### The exercise:
Copy every record below exactly.

### Provided data:
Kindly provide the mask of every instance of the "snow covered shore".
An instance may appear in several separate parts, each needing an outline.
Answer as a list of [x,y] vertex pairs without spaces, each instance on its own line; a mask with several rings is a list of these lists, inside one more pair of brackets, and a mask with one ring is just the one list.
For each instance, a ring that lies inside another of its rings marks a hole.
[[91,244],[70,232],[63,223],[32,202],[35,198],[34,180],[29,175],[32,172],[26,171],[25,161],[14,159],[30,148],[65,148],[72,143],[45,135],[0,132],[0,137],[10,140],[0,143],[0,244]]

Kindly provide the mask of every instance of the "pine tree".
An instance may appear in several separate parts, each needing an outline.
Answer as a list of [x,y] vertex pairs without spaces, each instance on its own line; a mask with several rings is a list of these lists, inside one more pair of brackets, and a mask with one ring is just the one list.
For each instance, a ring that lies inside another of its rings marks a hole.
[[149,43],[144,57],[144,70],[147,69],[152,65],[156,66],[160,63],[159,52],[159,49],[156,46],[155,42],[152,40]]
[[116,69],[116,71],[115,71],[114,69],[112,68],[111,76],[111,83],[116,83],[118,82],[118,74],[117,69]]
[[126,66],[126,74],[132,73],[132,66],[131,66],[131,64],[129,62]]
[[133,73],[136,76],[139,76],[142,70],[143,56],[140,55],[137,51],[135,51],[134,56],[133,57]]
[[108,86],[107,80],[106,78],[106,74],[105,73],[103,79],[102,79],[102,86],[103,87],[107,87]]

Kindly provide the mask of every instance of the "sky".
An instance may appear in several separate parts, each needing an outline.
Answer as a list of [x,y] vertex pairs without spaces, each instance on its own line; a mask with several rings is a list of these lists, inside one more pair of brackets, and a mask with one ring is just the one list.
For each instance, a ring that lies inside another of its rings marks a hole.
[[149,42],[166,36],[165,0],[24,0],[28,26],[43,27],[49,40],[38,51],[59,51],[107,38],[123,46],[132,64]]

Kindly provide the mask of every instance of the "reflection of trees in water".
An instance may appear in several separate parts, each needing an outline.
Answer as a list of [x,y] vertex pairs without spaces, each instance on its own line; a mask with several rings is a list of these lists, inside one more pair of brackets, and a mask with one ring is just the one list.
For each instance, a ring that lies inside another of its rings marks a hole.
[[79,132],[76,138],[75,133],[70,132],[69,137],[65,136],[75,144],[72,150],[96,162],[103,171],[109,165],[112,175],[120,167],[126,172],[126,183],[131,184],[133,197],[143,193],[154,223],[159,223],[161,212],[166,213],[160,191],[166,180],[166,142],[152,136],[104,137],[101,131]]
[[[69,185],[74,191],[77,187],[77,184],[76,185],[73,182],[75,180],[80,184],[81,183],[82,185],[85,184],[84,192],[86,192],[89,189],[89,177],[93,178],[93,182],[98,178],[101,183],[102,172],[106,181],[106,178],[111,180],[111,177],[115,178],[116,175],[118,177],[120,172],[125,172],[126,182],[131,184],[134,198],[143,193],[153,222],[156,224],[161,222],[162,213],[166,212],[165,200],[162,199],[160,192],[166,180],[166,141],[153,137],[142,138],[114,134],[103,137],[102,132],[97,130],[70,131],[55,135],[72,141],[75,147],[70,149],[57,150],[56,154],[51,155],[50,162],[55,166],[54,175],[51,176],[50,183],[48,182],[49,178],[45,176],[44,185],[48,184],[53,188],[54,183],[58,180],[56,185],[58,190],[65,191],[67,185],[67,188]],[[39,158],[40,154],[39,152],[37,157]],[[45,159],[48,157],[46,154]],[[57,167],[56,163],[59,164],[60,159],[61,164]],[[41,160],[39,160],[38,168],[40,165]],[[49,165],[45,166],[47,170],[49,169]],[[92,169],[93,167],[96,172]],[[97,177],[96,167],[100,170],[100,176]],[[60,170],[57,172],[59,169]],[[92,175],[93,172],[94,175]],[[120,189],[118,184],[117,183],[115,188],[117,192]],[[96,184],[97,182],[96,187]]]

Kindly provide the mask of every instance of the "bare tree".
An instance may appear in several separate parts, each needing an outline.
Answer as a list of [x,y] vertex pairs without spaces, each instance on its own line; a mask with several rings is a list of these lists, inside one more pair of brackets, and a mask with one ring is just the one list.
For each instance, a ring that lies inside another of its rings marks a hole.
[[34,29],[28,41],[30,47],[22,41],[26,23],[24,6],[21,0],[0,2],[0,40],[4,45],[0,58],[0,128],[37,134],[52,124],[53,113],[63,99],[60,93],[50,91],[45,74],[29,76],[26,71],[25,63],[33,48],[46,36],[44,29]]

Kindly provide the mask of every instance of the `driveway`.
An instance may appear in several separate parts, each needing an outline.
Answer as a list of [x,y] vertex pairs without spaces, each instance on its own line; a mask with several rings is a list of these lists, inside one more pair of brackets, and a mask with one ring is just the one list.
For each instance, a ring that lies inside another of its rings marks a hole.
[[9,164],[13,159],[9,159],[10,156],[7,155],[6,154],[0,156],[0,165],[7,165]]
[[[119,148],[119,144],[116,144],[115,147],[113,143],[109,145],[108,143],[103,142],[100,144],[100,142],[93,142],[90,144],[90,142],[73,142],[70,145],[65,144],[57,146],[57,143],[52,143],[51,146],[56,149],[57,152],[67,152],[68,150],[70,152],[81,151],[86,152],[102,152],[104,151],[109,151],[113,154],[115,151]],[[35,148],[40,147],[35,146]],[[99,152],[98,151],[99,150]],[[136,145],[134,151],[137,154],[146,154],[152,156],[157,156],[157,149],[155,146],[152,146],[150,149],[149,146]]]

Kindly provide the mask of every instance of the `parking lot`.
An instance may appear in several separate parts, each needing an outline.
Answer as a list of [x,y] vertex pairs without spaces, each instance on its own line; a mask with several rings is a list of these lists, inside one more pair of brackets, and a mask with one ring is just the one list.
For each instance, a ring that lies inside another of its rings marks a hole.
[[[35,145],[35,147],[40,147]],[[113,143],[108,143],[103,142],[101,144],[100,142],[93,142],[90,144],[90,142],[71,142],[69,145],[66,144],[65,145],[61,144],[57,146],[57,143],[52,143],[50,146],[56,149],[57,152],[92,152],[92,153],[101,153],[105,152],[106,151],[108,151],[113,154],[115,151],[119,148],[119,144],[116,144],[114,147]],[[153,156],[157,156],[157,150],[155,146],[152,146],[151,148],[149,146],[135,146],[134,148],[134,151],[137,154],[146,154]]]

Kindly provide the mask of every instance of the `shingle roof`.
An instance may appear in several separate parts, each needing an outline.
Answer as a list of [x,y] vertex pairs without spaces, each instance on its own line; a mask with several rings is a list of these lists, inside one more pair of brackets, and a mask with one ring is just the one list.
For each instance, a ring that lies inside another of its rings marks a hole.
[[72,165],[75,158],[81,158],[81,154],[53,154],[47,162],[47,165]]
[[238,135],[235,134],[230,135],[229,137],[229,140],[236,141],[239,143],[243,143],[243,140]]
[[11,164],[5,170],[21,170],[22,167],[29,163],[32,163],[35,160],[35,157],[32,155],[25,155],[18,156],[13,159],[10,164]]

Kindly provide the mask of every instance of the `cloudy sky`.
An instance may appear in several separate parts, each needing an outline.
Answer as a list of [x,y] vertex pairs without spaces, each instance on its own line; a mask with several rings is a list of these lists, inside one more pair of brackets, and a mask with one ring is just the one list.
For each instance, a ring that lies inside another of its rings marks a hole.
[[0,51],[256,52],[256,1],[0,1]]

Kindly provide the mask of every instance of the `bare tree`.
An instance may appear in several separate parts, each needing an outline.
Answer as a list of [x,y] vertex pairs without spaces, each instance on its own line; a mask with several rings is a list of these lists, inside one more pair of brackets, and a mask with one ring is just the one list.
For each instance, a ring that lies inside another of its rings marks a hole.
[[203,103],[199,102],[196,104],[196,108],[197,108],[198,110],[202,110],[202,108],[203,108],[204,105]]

### Completed exercise:
Kindly provide the mask of every instance of the "snow covered shore".
An instance may appear in several separate parts, each needing an outline.
Answer as a list of [x,y] vertex pairs without spaces, each instance on its own line; a mask with several rings is a list of these lists, inside one more pair of brackets, and a mask with one ring is just the one list.
For each instance, a ring that lies inside another of its rings marks a hole.
[[91,244],[70,232],[63,223],[32,202],[35,198],[34,180],[29,175],[32,172],[26,171],[25,161],[14,159],[30,148],[65,148],[72,143],[45,135],[0,132],[0,137],[10,140],[0,143],[0,244]]

Kindly provide the mask of every instance of the "pine tree".
An instance may appear in several separate parts, each needing an outline.
Answer as a list of [x,y] vertex pairs without spaces, each instance on its own line; a mask with several rings is a list of these lists, inside one more pair of brackets, and a mask with one ring is just the one list.
For each instance, a ring that lies inside another of its rings marks a hole.
[[149,43],[144,57],[144,70],[147,69],[152,65],[156,66],[160,63],[159,52],[159,49],[156,46],[155,42],[152,40]]
[[116,69],[116,71],[115,71],[114,69],[112,68],[111,76],[111,83],[116,83],[118,82],[118,74],[117,69]]
[[126,66],[126,74],[132,73],[132,66],[131,66],[131,64],[129,62]]
[[133,73],[136,76],[139,76],[142,70],[143,56],[140,55],[137,51],[135,51],[134,56],[133,57]]
[[108,86],[107,80],[106,78],[106,74],[105,73],[103,79],[102,79],[102,86],[103,87],[107,87]]

Kindly provide the mask of every instance of the "sky".
An instance may appear in several separate parts, each needing an outline.
Answer as a list of [x,y] vertex pairs without spaces, each instance on its own line; a mask with several rings is a list of these lists, inside one more pair of brackets, and a mask with one ring is just the one list.
For each instance, a ring that lies inside another of its rings marks a hole.
[[149,42],[166,36],[165,0],[24,0],[28,26],[43,27],[49,40],[38,51],[59,51],[107,38],[123,46],[132,64]]

Kindly provide the mask of every instance of the "reflection of trees in water".
An instance may appear in several separate parts, each needing an outline.
Answer as a list of [x,y] vertex pairs without spaces, each instance on its own line; a mask with several rings is a list of these lists, inside one more pair of brackets, and a mask with one ring is just the one list.
For each instance, a ring that lies inside another of its rings marks a hole.
[[79,132],[76,138],[75,133],[70,132],[69,137],[65,136],[75,144],[72,150],[96,162],[103,171],[109,165],[112,175],[120,167],[126,172],[126,183],[131,184],[133,197],[143,193],[154,223],[159,223],[161,212],[166,213],[160,191],[166,180],[166,142],[152,136],[104,137],[101,131]]
[[[69,185],[74,191],[77,187],[77,184],[76,185],[73,182],[75,180],[80,184],[81,183],[82,185],[85,184],[84,192],[86,192],[89,189],[89,177],[93,178],[93,182],[98,178],[101,183],[102,172],[106,181],[106,178],[111,180],[111,177],[115,178],[116,175],[118,177],[120,172],[125,172],[126,182],[131,184],[134,198],[143,193],[153,222],[156,224],[161,222],[162,213],[166,212],[165,200],[162,199],[160,192],[166,180],[166,141],[153,137],[142,138],[114,134],[103,137],[102,132],[97,130],[70,131],[55,135],[72,141],[75,147],[70,149],[57,150],[56,154],[51,155],[50,162],[55,166],[54,175],[51,176],[50,183],[48,182],[49,178],[45,176],[44,185],[48,184],[53,188],[54,183],[58,180],[56,185],[58,190],[65,191],[67,185],[67,188]],[[39,158],[40,154],[39,152],[37,157]],[[45,159],[48,157],[46,154]],[[57,167],[56,163],[59,164],[60,159],[61,164]],[[41,160],[39,160],[38,168],[40,165]],[[49,165],[45,166],[47,170],[49,169]],[[92,169],[93,167],[96,172]],[[97,177],[96,167],[100,170],[100,176]],[[60,170],[57,172],[59,169]],[[92,175],[93,172],[94,175]],[[120,189],[118,184],[117,183],[115,188],[117,192]],[[96,184],[97,182],[96,187]]]

Kindly provide the mask of every instance of the "bare tree".
An instance may appear in several separate parts, each needing an outline.
Answer as a list of [x,y] vertex pairs without spaces, each instance on its own line; a mask with several rings is a list of these lists, inside one more pair of brackets, and a mask with one ring is just the one list.
For each instance, a ring that lies inside another of its rings marks a hole.
[[34,29],[28,41],[30,47],[22,41],[26,23],[24,6],[21,0],[0,2],[0,40],[4,45],[0,58],[0,128],[37,134],[52,124],[53,113],[63,99],[60,93],[50,91],[45,74],[29,76],[26,71],[25,63],[33,48],[46,36],[44,29]]

Kindly provide the mask of every instance of the `driveway`.
An instance may appear in several separate parts, each needing an outline.
Answer as a list of [x,y] vertex pairs without spaces, each instance on its own line; a mask with several rings is a list of these lists, inside one more pair of brackets, and a mask with one ring is just the one list.
For each instance, a ring that lies inside another of its rings marks a hole.
[[9,164],[13,159],[9,159],[10,156],[7,155],[6,154],[0,156],[0,165],[7,165]]
[[[119,148],[119,144],[116,144],[115,147],[113,143],[109,145],[108,143],[103,142],[100,144],[100,142],[93,142],[90,144],[90,142],[73,142],[70,145],[65,144],[57,146],[57,143],[52,143],[51,146],[56,149],[57,152],[67,152],[68,150],[70,152],[81,151],[86,152],[102,152],[104,151],[109,151],[113,154],[115,151]],[[35,148],[40,147],[35,146]],[[99,152],[98,151],[99,150]],[[136,145],[134,151],[137,154],[146,154],[152,156],[157,156],[157,149],[155,146],[152,146],[150,149],[149,146]]]

Kindly provide the mask of every instance of the `parking lot`.
An instance may appear in several separate parts, each needing an outline.
Answer as a list of [x,y] vertex pairs without spaces, each instance on its own line; a mask with several rings is a list of these lists, inside one more pair of brackets, and a mask with one ring is just the one list.
For each instance, a ring that lies inside another of its rings marks a hole.
[[[35,145],[35,147],[40,147]],[[113,143],[108,143],[103,142],[101,144],[100,142],[93,142],[90,144],[90,142],[71,142],[69,145],[66,144],[65,145],[61,144],[57,146],[57,143],[52,143],[50,146],[56,149],[57,152],[92,152],[92,153],[101,153],[105,152],[106,151],[108,151],[113,154],[115,151],[119,148],[119,144],[116,144],[114,147]],[[153,156],[157,156],[157,150],[155,146],[152,146],[151,148],[149,146],[135,146],[134,148],[134,151],[137,154],[146,154]]]

Kindly provide the mask of every instance of the `shingle roof`.
An instance may appear in several separate parts, each needing an outline.
Answer as a list of [x,y] vertex pairs without spaces, each instance on its own line; a mask with several rings is a list of these lists, inside one more pair of brackets, and a mask with one ring is just the one list.
For each instance, a ring that lies inside another of its rings marks a hole.
[[72,165],[75,158],[81,158],[81,154],[53,154],[47,162],[47,165]]
[[238,135],[235,134],[230,135],[229,137],[229,140],[236,141],[239,143],[243,143],[243,140]]
[[11,164],[5,170],[21,170],[22,167],[29,163],[32,163],[35,160],[35,157],[32,155],[25,155],[18,156],[13,159],[10,164]]

Kindly provide the mask of every instance of the `cloudy sky`.
An instance may appear in several separate parts, each needing an outline.
Answer as a list of [x,y] vertex pairs without spaces, each instance on its own line; a mask with several rings is a list of these lists, inside one more pair of brackets, and a mask with one ring is just the one list.
For each instance, a ring that lies inside another of its rings marks a hole.
[[0,51],[256,52],[256,1],[0,1]]

Kindly provide the mask of every instance of the `bare tree`.
An instance may appear in several separate parts, each needing an outline.
Answer as a list of [x,y] vertex pairs without spaces, each instance on its own line; a mask with several rings is a list of these lists, inside one more pair of brackets, and a mask with one ring is just the one list.
For each instance, a ring that lies inside another of its rings marks a hole.
[[203,103],[199,102],[196,104],[196,108],[197,108],[198,110],[202,110],[202,108],[203,108],[204,105]]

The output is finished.